TASK DESCRIPTION:
Return each line below that contains the string "kindly", treating uppercase and lowercase letters as different.

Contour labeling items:
- - - - -
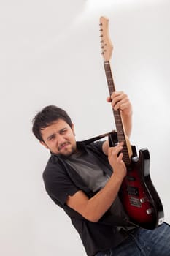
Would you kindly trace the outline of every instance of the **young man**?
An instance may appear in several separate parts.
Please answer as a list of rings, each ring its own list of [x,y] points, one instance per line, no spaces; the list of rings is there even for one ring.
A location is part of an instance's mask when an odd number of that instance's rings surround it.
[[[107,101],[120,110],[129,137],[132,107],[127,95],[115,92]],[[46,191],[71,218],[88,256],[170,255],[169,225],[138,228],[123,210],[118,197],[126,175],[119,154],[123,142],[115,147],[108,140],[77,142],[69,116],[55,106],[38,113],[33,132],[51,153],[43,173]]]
- - - - -
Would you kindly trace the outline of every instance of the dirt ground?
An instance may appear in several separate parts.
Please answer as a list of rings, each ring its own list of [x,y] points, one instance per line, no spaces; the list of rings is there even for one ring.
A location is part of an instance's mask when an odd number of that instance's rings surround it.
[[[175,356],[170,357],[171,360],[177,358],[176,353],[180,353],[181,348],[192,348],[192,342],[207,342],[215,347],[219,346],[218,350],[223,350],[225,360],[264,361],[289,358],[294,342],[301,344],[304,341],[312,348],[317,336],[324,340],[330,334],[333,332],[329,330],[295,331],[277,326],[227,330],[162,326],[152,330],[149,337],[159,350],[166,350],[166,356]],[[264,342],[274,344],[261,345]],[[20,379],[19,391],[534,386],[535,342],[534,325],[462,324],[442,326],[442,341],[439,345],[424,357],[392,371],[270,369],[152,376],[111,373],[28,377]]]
- - - - -
OUTPUT BELOW:
Would you kindly trace the outline of every instance of the **young man**?
Would you kindly trace the outline of every instance of the dirt ground?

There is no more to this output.